WORK ITEM
What you print should match the entries exactly, only without the pictures.
== TASK INPUT ==
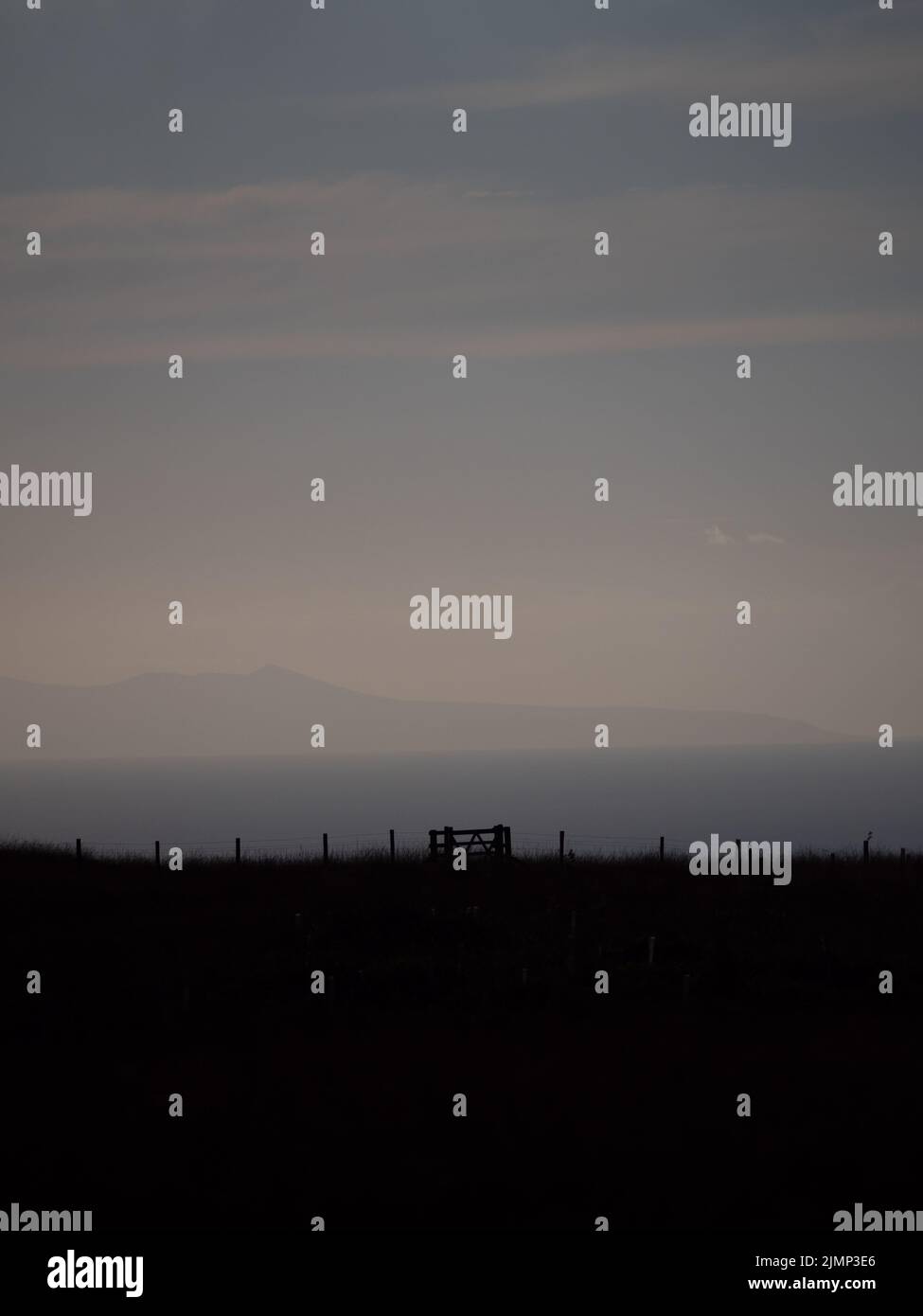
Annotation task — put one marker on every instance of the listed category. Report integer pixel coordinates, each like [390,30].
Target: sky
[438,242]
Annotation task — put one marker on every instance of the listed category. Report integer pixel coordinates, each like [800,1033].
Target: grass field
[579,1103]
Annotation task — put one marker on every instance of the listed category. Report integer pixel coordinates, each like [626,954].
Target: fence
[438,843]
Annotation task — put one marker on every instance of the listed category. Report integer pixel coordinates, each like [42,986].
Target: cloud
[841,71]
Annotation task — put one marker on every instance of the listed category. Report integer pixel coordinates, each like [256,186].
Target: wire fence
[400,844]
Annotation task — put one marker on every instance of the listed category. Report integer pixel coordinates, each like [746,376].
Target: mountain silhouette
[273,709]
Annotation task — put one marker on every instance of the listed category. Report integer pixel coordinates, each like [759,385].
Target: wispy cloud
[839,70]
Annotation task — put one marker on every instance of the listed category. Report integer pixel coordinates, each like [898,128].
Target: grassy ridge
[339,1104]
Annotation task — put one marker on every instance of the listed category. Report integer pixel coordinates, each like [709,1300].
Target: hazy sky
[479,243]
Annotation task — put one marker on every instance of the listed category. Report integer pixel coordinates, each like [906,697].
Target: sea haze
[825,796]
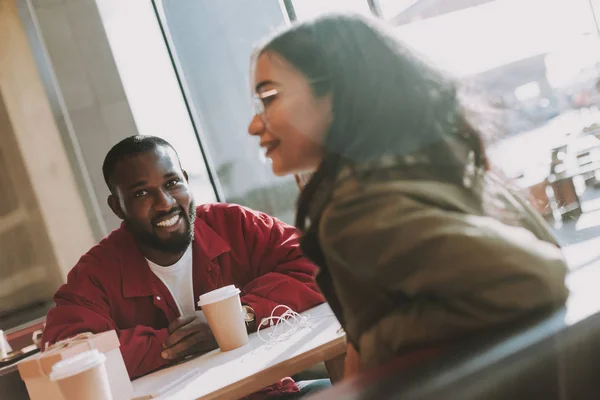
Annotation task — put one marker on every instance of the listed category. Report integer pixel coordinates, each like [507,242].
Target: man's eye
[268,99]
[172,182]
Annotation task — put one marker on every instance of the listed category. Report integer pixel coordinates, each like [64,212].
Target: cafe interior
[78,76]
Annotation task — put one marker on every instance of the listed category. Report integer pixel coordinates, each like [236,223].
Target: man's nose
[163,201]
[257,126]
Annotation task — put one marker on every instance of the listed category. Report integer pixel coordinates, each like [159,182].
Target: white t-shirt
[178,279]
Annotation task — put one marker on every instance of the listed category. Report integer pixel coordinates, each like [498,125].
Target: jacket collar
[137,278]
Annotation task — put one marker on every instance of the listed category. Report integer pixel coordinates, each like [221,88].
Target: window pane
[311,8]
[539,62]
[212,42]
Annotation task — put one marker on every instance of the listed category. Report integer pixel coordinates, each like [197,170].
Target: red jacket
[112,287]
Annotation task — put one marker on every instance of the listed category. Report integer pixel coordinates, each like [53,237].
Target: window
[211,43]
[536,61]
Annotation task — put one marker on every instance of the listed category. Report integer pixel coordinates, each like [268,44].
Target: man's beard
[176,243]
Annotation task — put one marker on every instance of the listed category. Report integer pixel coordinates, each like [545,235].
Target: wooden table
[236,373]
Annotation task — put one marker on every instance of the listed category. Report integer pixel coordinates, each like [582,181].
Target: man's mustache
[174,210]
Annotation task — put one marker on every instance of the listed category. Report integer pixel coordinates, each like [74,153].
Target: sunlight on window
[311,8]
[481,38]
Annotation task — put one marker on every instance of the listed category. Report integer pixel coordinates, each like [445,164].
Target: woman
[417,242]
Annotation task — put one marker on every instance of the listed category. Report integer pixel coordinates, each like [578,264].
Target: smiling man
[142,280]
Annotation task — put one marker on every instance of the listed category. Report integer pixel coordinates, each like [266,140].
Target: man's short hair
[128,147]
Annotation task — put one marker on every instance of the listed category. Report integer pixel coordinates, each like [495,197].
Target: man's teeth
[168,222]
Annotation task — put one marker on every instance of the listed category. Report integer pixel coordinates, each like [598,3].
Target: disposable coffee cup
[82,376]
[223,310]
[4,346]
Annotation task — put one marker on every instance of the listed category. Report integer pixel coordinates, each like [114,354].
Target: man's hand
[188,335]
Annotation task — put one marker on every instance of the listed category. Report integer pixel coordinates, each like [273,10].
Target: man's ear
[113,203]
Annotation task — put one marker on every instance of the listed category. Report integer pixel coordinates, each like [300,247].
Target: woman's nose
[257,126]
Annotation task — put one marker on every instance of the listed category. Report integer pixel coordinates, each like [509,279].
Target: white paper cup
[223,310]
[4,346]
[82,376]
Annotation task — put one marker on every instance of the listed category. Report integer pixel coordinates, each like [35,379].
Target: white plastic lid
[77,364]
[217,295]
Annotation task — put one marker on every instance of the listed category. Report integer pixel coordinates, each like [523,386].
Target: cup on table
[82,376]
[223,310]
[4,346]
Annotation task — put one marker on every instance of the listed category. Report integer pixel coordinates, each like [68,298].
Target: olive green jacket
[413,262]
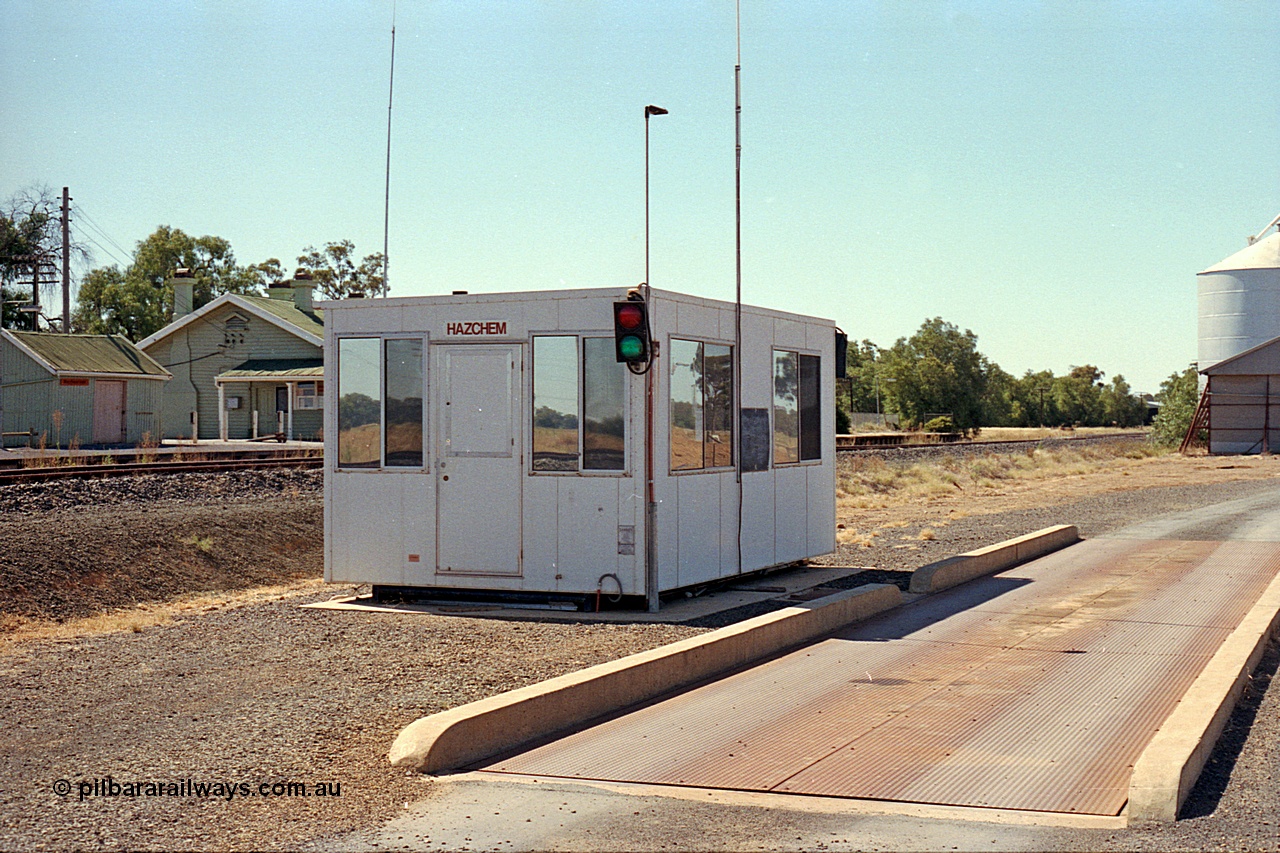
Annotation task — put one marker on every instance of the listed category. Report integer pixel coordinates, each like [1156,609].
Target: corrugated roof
===
WRITTEN RESPONSE
Annotation task — put one marker on every instance of the listed category. Report integer pixel coordinates, each like [390,30].
Target: sky
[438,242]
Annotation task — put one marker on every instance of the listed category. Report integer pixel coordinates, each like [800,1033].
Target: grass field
[579,1103]
Annotation task — put one marker on every instance of the listed category. Report integer pixel coordinates, each like [626,954].
Target: fence
[438,843]
Annotation task — put one marker on every instance of the listed category. Report integer pixel coordinates, each like [42,986].
Target: cloud
[841,71]
Annotation task — put one marker on every instance of the listed category. Report integer pixel coordinates, each like [256,186].
Target: wire fence
[400,844]
Annotation task — put one marker on every instance of the listed category. Report integer pixel coordinates, each like [746,376].
Target: mountain silhouette
[273,709]
Annotation task — put one marker on every instance of the listed category. Report integer pixel coordinates, each like [759,385].
Target: wispy cloud
[839,70]
Annotation task — put one marker on every instance of the listed category. Report integer pixel coordinates, each like [898,128].
Target: grassy ridge
[339,1104]
Annotation task — put one marker on every instance of the listed category. Report integer pixel coordinates, each like [709,1300].
Target: hazy sky
[479,243]
Annotation task — put one marker on every instance of the listed category. Report integer pixel coordinates, each like [906,697].
Target: sea haze
[825,796]
Annotation task — put one marker on every instance of the listed category. Report integer pixel coordinates, each like [507,242].
Target: man's eye
[268,99]
[172,182]
Annotation task — put one marker on every instance of the listed category. Report integer pixel coordinates, each like [64,212].
Target: cafe interior
[78,76]
Annotation task — put one marker on every instance of the listed category. Report integer pixel coordinates, each like [236,223].
Target: man's nose
[163,201]
[257,126]
Annotation task — put one marker on every instance of the listed category. Report integer pixel coordinates, each like [159,182].
Target: white t-shirt
[178,279]
Annotation task — put one marker on every instance of the listed category. Report integer pixel coordinates, each like [498,125].
Target: jacket collar
[137,278]
Annotation task — put one marker on every instance of the listed category. Report integer pixel coordinates, each like [221,88].
Target: window pane
[311,8]
[539,62]
[212,42]
Annotation task — put one marker on every instance of the listed category. Report integer pixel coordinates, each like [197,170].
Target: red jacket
[112,287]
Annotation task — put one marker on every instance of the listed category. Report integer pixel coordinates, each like [53,237].
Target: window
[211,43]
[536,61]
Annotation task — put one marker on every instance of the listed category. Report integer pixel coordinates, each like [268,44].
Target: man's beard
[176,243]
Annotation task — put one marker on every instance of the listed category. Report integer pixel coordinates, each like [545,235].
Target: wooden table
[236,373]
Annotation task — put one marker on every instance of the listed category. Report integer pixel coordinates, each like [582,181].
Target: man's mustache
[174,210]
Annotation task — put one marker on every instance of the listed category. Report integer pixel coordinates, each like [74,153].
Target: sunlight on window
[311,8]
[481,38]
Annotation task — put one marker on every instance of the listed category. Report integer pixel coordinates, each like [445,164].
Target: woman
[417,242]
Annotation task — put one marker on every instance of the listed category. Report integer pixel coordinates, each like [578,264].
Target: smiling man
[142,280]
Annotation task — put one marker on every instance of the listed category. Report integer pixel coordinates, each like [266,140].
Target: man's short hair
[128,147]
Annotation task — put one marker on every instance of the listed category. Report integer pixel coordinates, each like [495,197].
Target: man's teeth
[168,222]
Annotation task — put one marker on every instance of the listed category. Report integer pixel coordinates, each like [598,3].
Target: disposable coffee cup
[82,376]
[223,310]
[4,346]
Annotation task — put one marker on every instance of the listed category. Report integer pixel coordinates, each like [114,354].
Target: man's hand
[188,335]
Annotation task — put one marker on every instance of the listed category. Report integer pixel coordinates, each like [273,10].
Target: man's ear
[113,203]
Annotation task — put one marker on every instance of the listed category. Report integer pixel coordinates, each like [300,247].
Target: woman's nose
[257,126]
Annotation task — put one marker on every instance of the listed category. Report integer pixel coordinates, each like [509,279].
Target: white paper cup
[223,310]
[4,346]
[82,376]
Annotation task — put one marker on every instance of the listed category. Report integer pixel coordinates, each like [35,379].
Target: white plastic lid
[77,364]
[217,295]
Annotation task — put one marker on every instance of the listed category. Report integer pixel coordinates, each like [523,386].
Target: cup on table
[82,376]
[223,310]
[4,346]
Annotation task — put one marker on every instance of the listed category. Report integer pixel coordinates, each like [68,298].
Target: olive green jacket
[413,262]
Annotation task — put one marker on every instance of the listed category. Report integer pixel coordinates, each like [1156,609].
Target: corrugated roof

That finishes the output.